— BEGIN Given passage —
Ocean Currents » alaska drilling http://blog.oceanconservancy.org News, opinions, photos and facts from Ocean Conservancy Fri, 21 Apr 2017 20:52:17 +0000 en-US hourly 1 http://wordpress.org/?v=3.4.2 Shell Gives Up on Arctic Oil in 2012 After Latest Failure http://blog.oceanconservancy.org/2012/09/17/shell-gives-up-on-oil-in-2012-after-latest-failure/ http://blog.oceanconservancy.org/2012/09/17/shell-gives-up-on-oil-in-2012-after-latest-failure/#comments Mon, 17 Sep 2012 20:33:46 +0000 Andrew Hartsig http://blog.oceanconservancy.org/?p=2992

Credit: Photolink

Yesterday, Shell admitted what we’ve known all along: the company is just not ready to drill for oil in the Arctic Ocean.
— END Given passage —
— BEGIN Information given —
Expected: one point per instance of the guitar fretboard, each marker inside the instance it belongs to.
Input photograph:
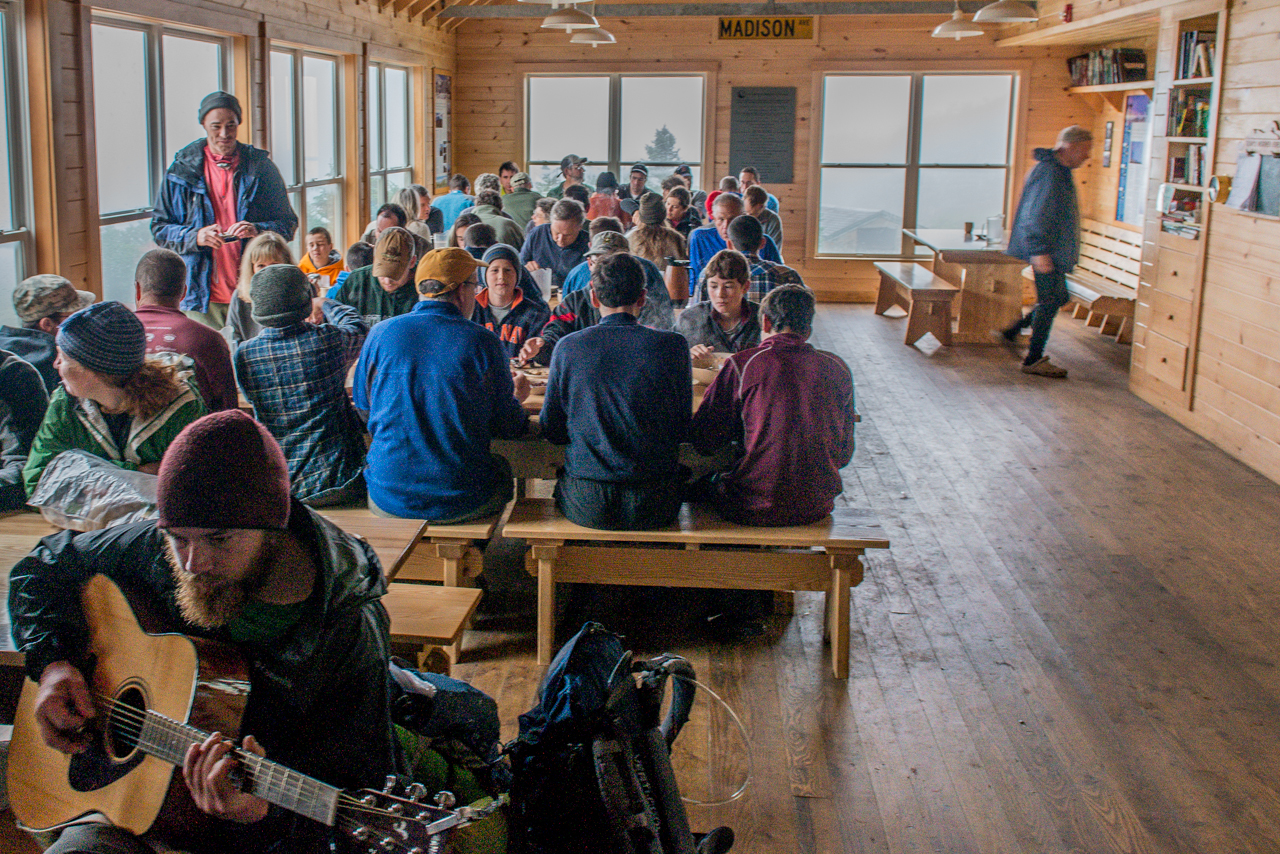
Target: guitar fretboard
(168, 740)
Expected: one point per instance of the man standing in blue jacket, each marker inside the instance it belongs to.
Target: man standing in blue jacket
(216, 196)
(1046, 233)
(435, 388)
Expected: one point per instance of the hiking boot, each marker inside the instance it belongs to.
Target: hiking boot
(1009, 336)
(1045, 368)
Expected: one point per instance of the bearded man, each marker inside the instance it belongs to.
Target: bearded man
(231, 557)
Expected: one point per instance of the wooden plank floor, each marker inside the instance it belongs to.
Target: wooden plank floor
(1070, 645)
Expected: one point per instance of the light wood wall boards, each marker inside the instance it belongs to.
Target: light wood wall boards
(64, 168)
(489, 126)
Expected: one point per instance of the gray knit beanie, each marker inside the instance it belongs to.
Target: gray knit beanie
(282, 296)
(652, 210)
(105, 337)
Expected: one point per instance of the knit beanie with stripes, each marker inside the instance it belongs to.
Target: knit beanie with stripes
(105, 337)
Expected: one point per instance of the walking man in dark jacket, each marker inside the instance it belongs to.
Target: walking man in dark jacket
(216, 196)
(232, 558)
(1046, 233)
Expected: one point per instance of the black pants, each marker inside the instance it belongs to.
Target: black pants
(1051, 295)
(97, 839)
(618, 506)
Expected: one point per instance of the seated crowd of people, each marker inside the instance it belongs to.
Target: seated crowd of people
— END Information given —
Please answer these questions from the post on Shell and Arctic drilling above:
1. On what date was the post published?
2. Who is credited for the photo?
3. In which ocean does the post say Shell is not ready to drill for oil?

1. Monday, September 17, 2012
2. Photolink
3. The Arctic Ocean